── DATA

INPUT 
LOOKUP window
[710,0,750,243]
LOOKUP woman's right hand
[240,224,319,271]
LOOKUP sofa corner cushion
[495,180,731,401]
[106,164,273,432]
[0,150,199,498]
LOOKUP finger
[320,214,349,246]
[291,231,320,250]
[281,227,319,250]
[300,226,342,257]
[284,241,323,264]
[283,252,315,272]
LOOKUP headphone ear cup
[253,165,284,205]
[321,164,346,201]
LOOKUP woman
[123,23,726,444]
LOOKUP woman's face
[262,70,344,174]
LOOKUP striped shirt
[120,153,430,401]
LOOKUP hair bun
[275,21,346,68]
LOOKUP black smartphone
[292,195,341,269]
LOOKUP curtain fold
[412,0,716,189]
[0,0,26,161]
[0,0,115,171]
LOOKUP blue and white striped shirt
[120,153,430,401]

────

WRITTEN REQUEST - Copy the material above line for line, with no changes.

RESULT FOR THIS EXERCISE -
INPUT 
LOOKUP window
[710,0,750,243]
LOOKUP woman's right hand
[240,224,319,271]
LOOKUP sofa corner cushion
[495,180,731,401]
[106,164,273,432]
[0,150,199,498]
LOOKUP finger
[320,214,349,246]
[291,231,320,250]
[281,227,319,250]
[300,226,342,257]
[284,241,323,264]
[283,252,315,272]
LOOKUP headphone ear cup
[253,165,284,205]
[321,164,346,201]
LOOKUP woman
[123,23,726,444]
LOOKUP woman's face
[262,70,344,174]
LOOKUP striped shirt
[120,153,430,401]
LOOKUP hair bun
[275,21,346,68]
LOOKUP black smartphone
[292,195,341,269]
LOOKUP curtain fold
[412,0,716,189]
[0,0,26,161]
[0,0,115,171]
LOOKUP blue and white striped shirt
[120,153,430,401]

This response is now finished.